:: EXCERPTED TEXT ::
───

Hydrophobic plasma coatings are a sub-category of plasma surface functionalisation, the specific precursor being chosen to produce a permanent, low surface energy layer on the material or part being treated. The hydrophobic surface is typically less than 1/100th thickness of a human hair, colourless, odourless and doesn’t affect the look or feel of the material in any way.
Permanent hydrophobic surfaces are rapidly finding new applications all the time. Liquid repellent coatings currently enhance products in the textile, medical device, ophthalmic and consumer electronics industries to name but a few.
In plasma coating, a nano-scale polymer layer is formed over the entire surface area of an object placed in the plasma. The coating process takes just a few minutes. The coating produced is typically less than 1/100th thickness of a human hair, colourless, odourless and doesn’t affect the look or feel of the material in any way. It is a permanent coating too, being bound to the material surface on an atomic scale.

───

:: PROVIDED INFORMATION ::
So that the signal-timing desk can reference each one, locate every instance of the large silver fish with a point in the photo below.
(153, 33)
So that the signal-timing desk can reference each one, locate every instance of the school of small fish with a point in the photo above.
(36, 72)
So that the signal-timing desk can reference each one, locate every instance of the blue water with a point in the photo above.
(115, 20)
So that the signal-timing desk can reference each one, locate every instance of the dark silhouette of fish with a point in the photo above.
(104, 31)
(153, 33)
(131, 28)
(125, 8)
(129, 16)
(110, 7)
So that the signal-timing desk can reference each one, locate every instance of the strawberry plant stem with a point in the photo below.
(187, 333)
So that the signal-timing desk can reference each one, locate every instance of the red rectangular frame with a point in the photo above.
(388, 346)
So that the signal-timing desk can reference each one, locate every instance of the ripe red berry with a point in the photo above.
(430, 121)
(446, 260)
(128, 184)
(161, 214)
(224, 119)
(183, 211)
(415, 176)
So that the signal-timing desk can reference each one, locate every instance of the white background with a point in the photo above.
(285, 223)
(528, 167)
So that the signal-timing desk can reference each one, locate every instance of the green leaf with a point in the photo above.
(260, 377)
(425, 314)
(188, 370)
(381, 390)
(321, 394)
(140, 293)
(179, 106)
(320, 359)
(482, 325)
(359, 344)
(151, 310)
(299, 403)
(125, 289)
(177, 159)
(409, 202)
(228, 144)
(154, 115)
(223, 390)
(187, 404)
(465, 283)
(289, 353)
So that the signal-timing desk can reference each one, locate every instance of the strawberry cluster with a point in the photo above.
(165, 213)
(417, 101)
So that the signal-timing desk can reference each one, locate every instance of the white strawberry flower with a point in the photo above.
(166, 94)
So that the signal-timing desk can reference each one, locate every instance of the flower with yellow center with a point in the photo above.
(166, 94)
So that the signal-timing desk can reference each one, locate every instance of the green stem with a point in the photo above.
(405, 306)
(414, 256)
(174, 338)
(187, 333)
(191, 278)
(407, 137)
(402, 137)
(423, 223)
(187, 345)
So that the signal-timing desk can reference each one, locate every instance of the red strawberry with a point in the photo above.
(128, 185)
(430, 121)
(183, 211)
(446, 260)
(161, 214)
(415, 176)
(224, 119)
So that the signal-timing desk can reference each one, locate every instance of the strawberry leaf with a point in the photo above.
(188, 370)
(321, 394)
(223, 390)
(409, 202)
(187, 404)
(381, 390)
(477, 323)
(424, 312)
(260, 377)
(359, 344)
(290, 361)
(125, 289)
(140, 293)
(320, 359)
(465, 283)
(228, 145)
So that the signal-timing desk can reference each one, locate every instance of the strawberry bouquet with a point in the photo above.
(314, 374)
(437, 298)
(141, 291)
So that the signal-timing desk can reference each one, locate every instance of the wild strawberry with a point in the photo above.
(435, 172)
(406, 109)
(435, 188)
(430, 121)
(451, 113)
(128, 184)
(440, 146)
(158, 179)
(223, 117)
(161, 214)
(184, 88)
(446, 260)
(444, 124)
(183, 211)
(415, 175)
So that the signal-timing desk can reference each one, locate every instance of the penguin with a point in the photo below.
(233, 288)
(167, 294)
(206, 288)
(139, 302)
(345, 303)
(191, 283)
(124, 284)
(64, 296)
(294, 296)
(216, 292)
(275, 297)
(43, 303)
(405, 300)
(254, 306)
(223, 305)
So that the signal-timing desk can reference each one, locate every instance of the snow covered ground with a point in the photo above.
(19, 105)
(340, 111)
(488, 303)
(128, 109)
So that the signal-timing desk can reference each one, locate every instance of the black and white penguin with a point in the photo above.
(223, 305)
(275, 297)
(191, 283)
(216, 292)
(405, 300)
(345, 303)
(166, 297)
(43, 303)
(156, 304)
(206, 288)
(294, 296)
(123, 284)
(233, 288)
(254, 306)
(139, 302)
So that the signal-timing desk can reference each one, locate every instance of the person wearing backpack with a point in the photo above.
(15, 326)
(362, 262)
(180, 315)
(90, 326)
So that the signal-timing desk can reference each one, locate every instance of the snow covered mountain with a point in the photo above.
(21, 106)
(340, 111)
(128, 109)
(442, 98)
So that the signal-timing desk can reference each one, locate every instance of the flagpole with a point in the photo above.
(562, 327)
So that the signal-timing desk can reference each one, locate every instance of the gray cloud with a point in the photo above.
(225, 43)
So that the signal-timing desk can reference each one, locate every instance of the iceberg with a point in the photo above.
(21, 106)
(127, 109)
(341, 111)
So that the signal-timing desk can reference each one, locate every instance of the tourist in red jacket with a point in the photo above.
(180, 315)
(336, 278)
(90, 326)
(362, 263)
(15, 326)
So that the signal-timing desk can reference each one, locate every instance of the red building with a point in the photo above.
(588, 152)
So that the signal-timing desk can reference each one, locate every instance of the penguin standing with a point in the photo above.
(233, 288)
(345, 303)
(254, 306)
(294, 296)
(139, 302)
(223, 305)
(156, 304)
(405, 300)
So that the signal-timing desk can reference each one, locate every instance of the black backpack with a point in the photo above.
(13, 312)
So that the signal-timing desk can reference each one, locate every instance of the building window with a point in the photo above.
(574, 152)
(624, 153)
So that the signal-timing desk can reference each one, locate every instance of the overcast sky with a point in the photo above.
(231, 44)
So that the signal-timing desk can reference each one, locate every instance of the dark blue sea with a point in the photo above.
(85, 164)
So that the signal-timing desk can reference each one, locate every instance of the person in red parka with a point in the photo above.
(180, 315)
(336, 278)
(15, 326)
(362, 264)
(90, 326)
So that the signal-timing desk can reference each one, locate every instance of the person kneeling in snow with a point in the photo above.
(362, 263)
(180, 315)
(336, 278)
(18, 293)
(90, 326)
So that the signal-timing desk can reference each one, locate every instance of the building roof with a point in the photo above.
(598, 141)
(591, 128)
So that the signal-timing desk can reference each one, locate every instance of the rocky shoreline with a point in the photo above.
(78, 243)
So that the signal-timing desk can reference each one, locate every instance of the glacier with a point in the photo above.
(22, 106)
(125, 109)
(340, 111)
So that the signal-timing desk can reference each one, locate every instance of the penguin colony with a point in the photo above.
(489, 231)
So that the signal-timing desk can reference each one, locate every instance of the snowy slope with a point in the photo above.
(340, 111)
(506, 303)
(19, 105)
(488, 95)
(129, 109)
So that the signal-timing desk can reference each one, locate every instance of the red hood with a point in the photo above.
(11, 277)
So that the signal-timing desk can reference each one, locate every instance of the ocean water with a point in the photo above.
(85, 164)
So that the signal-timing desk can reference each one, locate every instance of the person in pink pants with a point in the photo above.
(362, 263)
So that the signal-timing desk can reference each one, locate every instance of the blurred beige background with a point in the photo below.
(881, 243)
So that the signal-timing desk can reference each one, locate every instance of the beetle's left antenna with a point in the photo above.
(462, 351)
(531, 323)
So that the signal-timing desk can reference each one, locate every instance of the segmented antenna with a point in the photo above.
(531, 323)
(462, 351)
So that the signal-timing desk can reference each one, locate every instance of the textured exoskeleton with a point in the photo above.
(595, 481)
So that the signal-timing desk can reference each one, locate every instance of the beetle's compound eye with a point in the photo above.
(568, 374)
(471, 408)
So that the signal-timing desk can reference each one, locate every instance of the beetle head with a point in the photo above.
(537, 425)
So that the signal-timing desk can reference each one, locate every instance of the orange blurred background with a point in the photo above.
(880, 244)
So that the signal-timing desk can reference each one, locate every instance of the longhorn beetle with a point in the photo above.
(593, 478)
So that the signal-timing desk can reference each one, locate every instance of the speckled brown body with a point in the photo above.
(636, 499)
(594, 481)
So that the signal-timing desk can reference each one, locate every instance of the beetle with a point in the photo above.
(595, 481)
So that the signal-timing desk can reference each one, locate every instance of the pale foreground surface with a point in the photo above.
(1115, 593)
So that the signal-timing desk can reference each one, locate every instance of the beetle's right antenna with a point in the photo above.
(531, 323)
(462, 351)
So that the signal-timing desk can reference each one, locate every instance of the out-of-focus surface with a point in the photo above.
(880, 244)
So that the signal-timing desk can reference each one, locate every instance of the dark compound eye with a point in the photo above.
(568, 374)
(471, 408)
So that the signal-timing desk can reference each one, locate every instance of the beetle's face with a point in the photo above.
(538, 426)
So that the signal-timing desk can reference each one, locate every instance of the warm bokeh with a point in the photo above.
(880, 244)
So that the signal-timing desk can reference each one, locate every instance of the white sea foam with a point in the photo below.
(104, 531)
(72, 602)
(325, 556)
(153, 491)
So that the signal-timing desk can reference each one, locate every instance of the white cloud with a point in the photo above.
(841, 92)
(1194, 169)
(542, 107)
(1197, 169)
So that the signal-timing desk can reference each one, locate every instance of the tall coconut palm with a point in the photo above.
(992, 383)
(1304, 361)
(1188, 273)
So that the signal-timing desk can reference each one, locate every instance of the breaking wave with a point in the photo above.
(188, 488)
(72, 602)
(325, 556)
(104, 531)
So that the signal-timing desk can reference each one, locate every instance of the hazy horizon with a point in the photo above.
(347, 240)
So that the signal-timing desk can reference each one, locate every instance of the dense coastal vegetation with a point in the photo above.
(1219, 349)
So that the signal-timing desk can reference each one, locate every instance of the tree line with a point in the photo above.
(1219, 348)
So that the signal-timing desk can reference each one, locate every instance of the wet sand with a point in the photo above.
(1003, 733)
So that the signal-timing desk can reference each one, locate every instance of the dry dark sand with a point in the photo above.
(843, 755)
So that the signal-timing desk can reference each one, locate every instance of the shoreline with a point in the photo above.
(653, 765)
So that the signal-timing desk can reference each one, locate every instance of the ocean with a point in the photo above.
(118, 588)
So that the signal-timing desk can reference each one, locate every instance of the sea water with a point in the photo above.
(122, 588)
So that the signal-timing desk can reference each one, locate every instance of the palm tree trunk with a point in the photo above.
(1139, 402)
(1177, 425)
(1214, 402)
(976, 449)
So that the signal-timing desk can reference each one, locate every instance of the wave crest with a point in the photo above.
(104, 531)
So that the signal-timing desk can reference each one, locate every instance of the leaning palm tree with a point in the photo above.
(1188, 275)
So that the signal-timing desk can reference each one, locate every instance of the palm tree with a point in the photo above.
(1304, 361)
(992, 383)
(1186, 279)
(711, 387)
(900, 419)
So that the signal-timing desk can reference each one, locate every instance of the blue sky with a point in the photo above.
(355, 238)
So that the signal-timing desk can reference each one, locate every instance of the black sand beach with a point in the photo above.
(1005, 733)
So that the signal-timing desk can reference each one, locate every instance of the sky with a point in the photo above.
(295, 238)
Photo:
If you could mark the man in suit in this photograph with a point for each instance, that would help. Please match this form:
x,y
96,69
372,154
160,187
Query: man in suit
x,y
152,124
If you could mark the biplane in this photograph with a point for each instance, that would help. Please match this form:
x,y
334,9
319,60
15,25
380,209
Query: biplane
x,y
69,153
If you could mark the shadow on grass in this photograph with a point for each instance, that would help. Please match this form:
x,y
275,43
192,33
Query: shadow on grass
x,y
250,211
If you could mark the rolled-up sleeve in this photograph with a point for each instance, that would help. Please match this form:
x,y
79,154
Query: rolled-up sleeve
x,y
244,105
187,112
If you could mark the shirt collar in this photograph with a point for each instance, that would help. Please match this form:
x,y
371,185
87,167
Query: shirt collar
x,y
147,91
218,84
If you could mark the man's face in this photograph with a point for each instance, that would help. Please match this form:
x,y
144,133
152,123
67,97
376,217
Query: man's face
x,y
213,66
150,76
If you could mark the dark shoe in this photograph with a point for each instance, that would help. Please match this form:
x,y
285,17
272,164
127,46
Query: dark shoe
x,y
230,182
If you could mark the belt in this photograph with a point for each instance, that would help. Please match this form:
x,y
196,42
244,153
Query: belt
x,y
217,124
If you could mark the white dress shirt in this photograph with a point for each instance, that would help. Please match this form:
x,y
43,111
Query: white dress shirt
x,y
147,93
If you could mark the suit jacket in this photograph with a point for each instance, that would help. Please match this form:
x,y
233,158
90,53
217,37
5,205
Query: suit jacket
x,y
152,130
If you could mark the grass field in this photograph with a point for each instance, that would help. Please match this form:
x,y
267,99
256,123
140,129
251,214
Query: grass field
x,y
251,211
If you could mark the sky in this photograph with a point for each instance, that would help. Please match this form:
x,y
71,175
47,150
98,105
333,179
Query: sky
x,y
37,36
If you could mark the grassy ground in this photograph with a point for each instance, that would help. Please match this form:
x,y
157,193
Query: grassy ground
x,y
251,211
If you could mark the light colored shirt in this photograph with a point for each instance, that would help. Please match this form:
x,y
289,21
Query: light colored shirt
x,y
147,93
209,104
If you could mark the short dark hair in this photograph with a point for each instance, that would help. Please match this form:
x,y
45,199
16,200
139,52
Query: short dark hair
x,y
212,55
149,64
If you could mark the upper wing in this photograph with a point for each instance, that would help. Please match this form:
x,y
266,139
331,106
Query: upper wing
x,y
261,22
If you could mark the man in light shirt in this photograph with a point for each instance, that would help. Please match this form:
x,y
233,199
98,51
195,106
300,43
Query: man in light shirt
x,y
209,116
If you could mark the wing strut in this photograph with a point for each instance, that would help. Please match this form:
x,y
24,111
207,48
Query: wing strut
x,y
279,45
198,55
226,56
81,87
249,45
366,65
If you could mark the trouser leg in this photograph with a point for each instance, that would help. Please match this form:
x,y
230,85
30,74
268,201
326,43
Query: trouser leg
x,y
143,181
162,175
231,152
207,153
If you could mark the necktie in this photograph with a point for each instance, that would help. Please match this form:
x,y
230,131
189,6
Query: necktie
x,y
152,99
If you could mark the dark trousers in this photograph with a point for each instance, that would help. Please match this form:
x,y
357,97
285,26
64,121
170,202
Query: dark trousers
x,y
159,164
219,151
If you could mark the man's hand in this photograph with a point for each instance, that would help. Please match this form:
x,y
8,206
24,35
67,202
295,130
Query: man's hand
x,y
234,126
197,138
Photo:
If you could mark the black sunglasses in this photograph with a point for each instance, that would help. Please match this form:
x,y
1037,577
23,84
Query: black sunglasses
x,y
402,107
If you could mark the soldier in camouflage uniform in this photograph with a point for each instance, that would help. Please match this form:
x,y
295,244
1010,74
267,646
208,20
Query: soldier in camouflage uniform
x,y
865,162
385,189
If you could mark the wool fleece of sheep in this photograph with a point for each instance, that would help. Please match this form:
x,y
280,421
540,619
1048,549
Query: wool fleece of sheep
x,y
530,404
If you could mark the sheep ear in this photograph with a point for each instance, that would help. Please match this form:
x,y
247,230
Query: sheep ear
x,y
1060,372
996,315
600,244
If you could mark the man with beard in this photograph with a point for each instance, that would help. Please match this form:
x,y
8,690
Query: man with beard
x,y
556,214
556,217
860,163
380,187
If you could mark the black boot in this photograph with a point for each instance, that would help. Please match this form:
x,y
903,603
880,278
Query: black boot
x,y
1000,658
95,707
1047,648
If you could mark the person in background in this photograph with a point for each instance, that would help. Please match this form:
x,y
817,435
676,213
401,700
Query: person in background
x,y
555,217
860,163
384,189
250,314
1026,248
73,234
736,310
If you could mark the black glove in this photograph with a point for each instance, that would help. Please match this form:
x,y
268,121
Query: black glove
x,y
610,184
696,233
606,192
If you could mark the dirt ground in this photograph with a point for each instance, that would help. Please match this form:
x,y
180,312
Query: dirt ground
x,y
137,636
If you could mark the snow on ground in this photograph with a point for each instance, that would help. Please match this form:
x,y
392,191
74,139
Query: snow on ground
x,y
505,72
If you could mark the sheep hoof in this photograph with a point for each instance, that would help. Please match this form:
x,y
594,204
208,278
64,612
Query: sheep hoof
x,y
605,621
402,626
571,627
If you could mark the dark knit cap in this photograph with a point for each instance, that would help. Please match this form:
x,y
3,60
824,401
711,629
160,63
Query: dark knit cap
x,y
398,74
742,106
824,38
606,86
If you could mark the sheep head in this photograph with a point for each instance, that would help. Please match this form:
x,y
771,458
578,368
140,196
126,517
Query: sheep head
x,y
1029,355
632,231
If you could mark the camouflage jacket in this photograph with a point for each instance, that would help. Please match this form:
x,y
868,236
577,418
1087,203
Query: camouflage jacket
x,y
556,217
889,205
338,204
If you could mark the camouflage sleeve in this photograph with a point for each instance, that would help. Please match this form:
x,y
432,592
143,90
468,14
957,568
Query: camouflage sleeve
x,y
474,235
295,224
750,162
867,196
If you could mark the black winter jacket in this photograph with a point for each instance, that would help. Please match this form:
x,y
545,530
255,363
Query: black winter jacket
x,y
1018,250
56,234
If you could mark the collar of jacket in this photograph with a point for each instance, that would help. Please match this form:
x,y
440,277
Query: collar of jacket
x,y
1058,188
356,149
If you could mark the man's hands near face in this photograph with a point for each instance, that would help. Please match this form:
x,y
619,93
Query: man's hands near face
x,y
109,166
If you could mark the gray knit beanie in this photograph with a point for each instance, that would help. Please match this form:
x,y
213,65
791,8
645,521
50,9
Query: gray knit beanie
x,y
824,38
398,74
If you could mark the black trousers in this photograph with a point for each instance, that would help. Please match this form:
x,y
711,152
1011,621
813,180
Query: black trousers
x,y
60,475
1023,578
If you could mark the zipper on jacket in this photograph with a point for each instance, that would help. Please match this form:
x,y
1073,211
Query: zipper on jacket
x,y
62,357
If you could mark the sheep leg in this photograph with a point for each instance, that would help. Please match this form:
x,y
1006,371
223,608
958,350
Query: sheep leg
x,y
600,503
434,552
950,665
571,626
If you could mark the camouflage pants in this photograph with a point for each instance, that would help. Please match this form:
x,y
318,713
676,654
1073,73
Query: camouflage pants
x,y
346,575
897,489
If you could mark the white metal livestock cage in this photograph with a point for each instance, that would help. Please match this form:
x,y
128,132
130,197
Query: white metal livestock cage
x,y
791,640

───

:: WHAT TO WORK ON ::
• A. From the passage on hydrophobic plasma coatings, reproduce word for word the stretch from "Permanent hydrophobic surfaces" through "name but a few.".
• B. Pick up the passage on hydrophobic plasma coatings after its last sentence and write what follows.

:: WRITTEN RESPONSES ::
• A.
Permanent hydrophobic surfaces are rapidly finding new applications all the time. Liquid repellent coatings currently enhance products in the textile, medical device, ophthalmic and consumer electronics industries to name but a few.

• B.
Plasma coatings are one of the most exciting areas of plasma technology, offering enormous potential to enhance a material’s function and value over a wide range of applications. They deliver two main categories of surface property: totally liquid (water & oil) repellent, or totally wettable.
Liquid Repellent Plasma Coatings
Specific treatments render surfaces totally repellent to water, solvents and oils as shown below in the example of cotton that has been plasma coated.
How Plasma Coatings Work:
Monomers are introduced with the plasma feed gas. Monomers are small molecules which will, under the correct conditions, bond together to form polymers. Plasmas create the right conditions at the surface of the material for this to happen both quickly and efficiently. Different monomers are used to produce hydrophobic and hydrophilic surfaces.